## Artigo

○ ○ ○ ○ ○ ○ ○

Essa pergunta nos faz pensar que, apesar de sua importância e fecundidade, a experiência fáctica da vida, expressa no conceito de facticidade, na verdade não nasce de si mesma, não é o seu próprio fundamento, mas a explicitação de um traço fundamental do próprio ser, o seu caráter apofático, nomeado por Heidegger através das palavras finitude (Endlichkeit) e negatividade (Negativität), ou ainda nas variações desta última: nulidade ou nadidade (Nichtigkeit). Respondendo, então, a pergunta formulada anteriormente: o caráter apofático do ser, que se manifesta por meio dessas palavras de cunho privativo, é, por conseguinte, o que estaria por trás da atração de Heidegger pela dimensão concreta da vida. Antes, porém, de seguirmos adiante, façamos uma breve recordação do horizonte no qual nasce essa singular compreensão da facticidade para retomarmos o nosso fio condutor.

A especificidade da intuição de Heidegger em relação a esse conceito nasce do seu ponto de partida do seu projeto de fundar uma nova ontologia, interpretada como uma hermenêutica da facticidade, ou seja, abrir uma nova perspectiva para o pensamento do ser a partir da experiência fáctica da vida, do caráter essencialmente temporal e histórico da existência humana. O que isto significa? Significa que o ser do homem, o Dasein, desde o seu início, encontra-se lançado na tríplice instância do mundo – mundo ambiente (Umwelt), mundo com os outros (Mitwelt) e mundo de si mesmo (Selbstwelt) –, no interior da qual ele é sempre a partir do seu envolvimento com as possibilidades mundanas, isto é, realizáveis no mundo e com as quais se envolveu, escolheu, temeu, construiu. A existência lhe foi transmitida, entregue e isto não foi uma escolha sua, assim como ele também não pode romper, com o simples ato de sua vontade, os liames que o prendem a esta condição de ser enredado nas possibilidades circunscritas no mundo que o ligam ao seu passado, engajam ao seu presente e condicionam o seu futuro. As possibilidades do Dasein são, então e paradoxalmente, circunscritas por essas impossibilidades expressas por esses nãos que determinam a sua condição ontológica. Eis aqui, para Heidegger, a origem mais principial das noções de finitude e de nadidade que falam da impotência originária do Dasein lançado na existência. Impotência, entretanto, não significa aqui uma espécie de desgraça ou fatalidade advinda de fora sobre ele, mas, antes, o essencial caráter apofático do ser, inscrito fundamentalmente no coração do Dasein. Tais noções, portanto, não nascem num pensamento que procura representá-las por meio de conceitos especulativos entre o ser e o não-ser, mas a partir desse fundo de nadidade constitutivo do próprio ser do Dasein.

○ ○ ○ ○ ○ ○ ○

## Exercícios
1. Atualize o trecho do artigo que vai de "Essa pergunta nos" até "nosso fio condutor.", inclusive, trocando "negatividade" por "negação".
2. De acordo com o artigo, o que estaria por trás da atração de Heidegger pela dimensão concreta da vida? Responda em uma a três frases.
3. Diga se cada afirmação a seguir concorda com o artigo. Responda sim ou não e cite literalmente as palavras do artigo que decidem a questão.
(a) A experiência fáctica da vida é o seu próprio fundamento.
(b) A existência foi transmitida ao Dasein sem que ele a tivesse escolhido.
(c) A impotência do Dasein é uma fatalidade que vem de fora sobre ele.

○ ○ ○ ○ ○ ○ ○

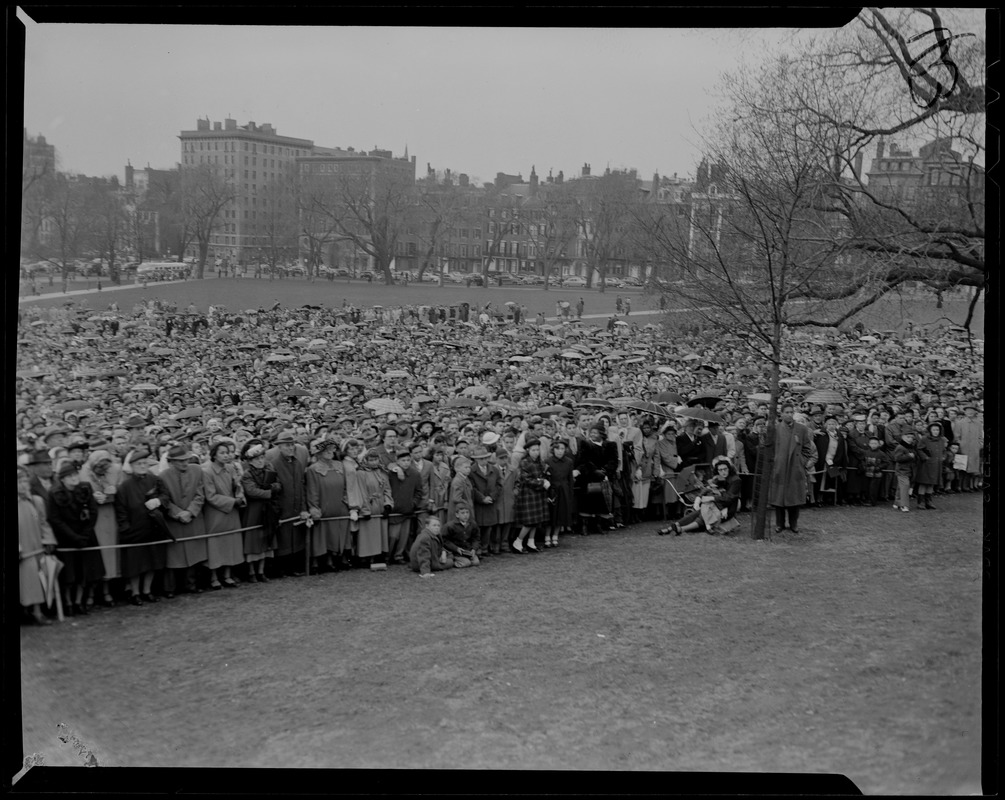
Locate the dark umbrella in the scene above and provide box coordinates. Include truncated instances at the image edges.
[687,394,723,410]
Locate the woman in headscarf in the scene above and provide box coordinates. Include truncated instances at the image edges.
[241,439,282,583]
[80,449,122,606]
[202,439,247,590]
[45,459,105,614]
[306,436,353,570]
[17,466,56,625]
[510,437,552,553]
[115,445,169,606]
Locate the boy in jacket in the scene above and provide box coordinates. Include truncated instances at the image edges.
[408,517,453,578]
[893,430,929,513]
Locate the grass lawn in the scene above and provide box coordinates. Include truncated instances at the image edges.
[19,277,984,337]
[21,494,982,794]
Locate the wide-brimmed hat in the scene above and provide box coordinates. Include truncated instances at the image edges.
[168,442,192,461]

○ ○ ○ ○ ○ ○ ○

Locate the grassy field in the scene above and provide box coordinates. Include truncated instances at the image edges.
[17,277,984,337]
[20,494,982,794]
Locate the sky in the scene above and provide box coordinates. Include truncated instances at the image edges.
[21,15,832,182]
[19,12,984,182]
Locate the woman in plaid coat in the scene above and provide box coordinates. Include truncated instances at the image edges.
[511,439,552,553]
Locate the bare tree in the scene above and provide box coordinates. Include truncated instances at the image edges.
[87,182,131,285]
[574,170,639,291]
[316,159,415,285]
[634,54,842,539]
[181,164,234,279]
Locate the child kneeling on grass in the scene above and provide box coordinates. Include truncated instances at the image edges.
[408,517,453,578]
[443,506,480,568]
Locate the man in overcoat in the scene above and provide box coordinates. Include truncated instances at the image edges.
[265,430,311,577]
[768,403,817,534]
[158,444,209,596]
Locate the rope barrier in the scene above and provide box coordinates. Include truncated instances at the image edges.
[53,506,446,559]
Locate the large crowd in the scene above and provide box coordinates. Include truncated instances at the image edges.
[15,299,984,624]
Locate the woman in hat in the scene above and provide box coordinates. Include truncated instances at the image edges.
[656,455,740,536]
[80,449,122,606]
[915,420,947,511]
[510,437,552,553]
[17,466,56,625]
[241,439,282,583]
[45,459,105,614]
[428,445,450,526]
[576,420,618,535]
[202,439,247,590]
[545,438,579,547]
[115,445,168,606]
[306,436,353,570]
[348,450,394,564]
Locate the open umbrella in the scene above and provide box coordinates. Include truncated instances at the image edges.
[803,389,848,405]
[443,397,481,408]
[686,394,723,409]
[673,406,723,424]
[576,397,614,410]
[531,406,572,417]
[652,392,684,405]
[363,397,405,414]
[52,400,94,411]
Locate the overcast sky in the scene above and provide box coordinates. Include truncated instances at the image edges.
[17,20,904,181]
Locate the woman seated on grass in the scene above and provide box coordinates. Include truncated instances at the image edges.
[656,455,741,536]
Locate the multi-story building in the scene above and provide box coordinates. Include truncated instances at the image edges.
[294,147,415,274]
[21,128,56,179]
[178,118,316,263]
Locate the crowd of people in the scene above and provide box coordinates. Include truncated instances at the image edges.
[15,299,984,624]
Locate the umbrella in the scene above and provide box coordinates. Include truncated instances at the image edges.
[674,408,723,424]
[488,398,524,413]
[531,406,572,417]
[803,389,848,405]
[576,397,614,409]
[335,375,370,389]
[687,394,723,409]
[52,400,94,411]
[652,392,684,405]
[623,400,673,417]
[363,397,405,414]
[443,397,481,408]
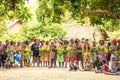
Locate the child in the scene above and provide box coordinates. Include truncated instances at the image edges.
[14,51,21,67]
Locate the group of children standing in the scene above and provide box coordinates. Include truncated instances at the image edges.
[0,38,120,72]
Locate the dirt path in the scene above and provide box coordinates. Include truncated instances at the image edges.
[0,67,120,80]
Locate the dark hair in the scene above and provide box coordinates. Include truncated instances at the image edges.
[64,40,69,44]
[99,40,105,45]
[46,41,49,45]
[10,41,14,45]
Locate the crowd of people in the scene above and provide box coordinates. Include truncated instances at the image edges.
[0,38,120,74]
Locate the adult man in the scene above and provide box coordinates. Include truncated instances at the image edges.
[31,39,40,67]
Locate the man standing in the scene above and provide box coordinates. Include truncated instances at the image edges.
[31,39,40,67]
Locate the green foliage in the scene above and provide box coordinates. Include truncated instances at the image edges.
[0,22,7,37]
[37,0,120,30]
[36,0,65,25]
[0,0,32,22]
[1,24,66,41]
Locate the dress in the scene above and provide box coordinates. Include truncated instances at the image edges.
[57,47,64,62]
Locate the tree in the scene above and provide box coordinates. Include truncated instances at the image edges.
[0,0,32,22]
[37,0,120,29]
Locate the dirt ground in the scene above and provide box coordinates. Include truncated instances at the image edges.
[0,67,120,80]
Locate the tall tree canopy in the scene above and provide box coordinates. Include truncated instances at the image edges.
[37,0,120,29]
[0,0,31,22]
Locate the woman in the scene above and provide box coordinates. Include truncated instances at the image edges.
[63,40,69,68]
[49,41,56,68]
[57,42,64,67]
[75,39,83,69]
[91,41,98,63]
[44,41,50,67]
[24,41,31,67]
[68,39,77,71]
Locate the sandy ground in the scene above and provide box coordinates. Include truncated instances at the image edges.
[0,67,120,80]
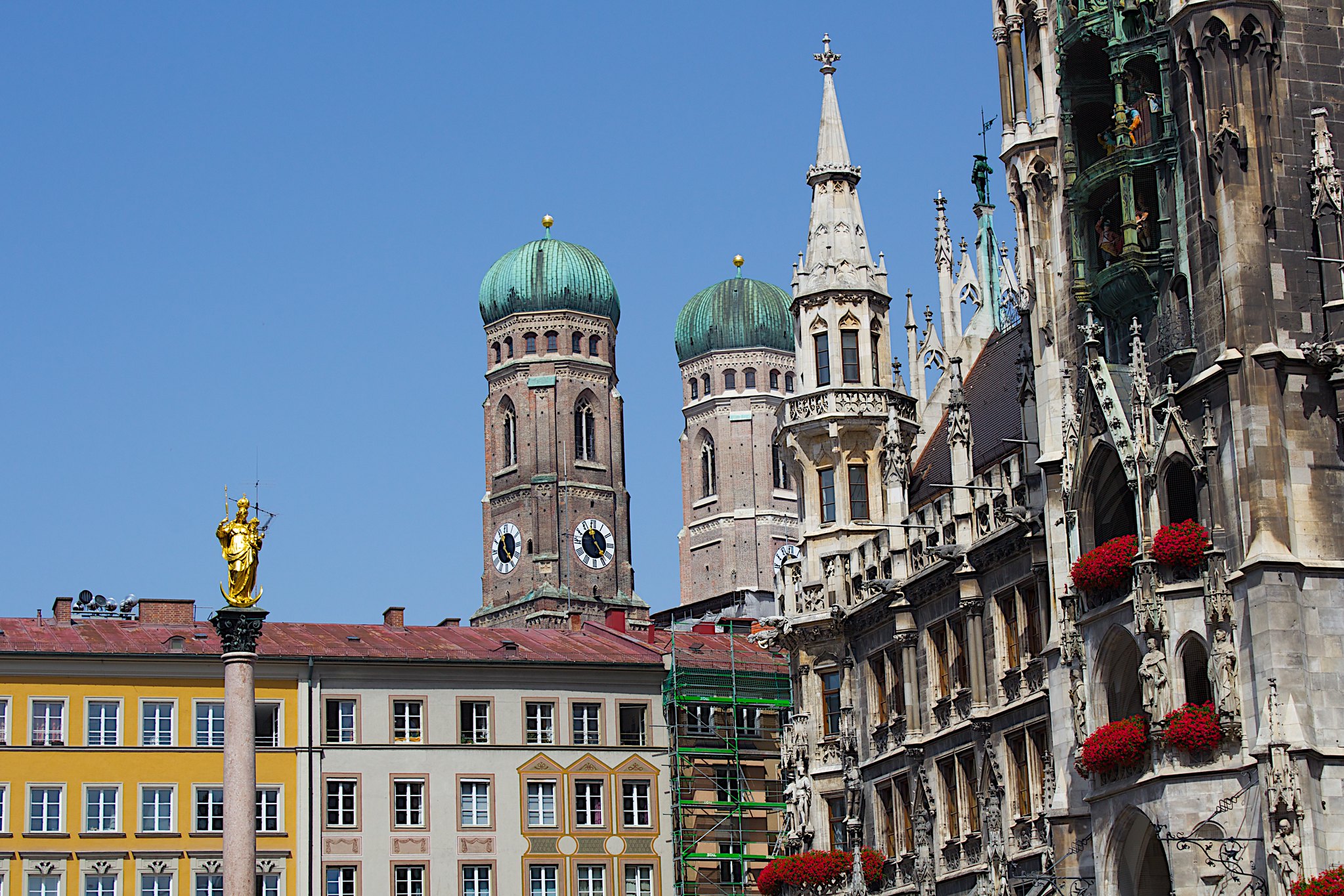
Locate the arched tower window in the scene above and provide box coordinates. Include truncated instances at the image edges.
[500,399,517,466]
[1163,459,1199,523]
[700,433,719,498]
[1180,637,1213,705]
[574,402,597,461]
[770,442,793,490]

○ ○ ○ ○ ○ ○ ○

## Respostas completas
1.
Essa pergunta nos faz pensar que, apesar de sua importância e fecundidade, a experiência fáctica da vida, expressa no conceito de facticidade, na verdade não nasce de si mesma, não é o seu próprio fundamento, mas a explicitação de um traço fundamental do próprio ser, o seu caráter apofático, nomeado por Heidegger através das palavras finitude (Endlichkeit) e negação (Negativität), ou ainda nas variações desta última: nulidade ou nadidade (Nichtigkeit). Respondendo, então, a pergunta formulada anteriormente: o caráter apofático do ser, que se manifesta por meio dessas palavras de cunho privativo, é, por conseguinte, o que estaria por trás da atração de Heidegger pela dimensão concreta da vida. Antes, porém, de seguirmos adiante, façamos uma breve recordação do horizonte no qual nasce essa singular compreensão da facticidade para retomarmos o nosso fio condutor.

2. Segundo o artigo, o que estaria por trás dessa atração é o caráter apofático do ser. Esse caráter se manifesta por meio de palavras de cunho privativo: finitude, negatividade e nulidade ou nadidade.

3.
(a) Não: "não é o seu próprio fundamento".
(b) Sim: "A existência lhe foi transmitida, entregue e isto não foi uma escolha sua".
(c) Não: "Impotência, entretanto, não significa aqui uma espécie de desgraça ou fatalidade advinda de fora sobre ele".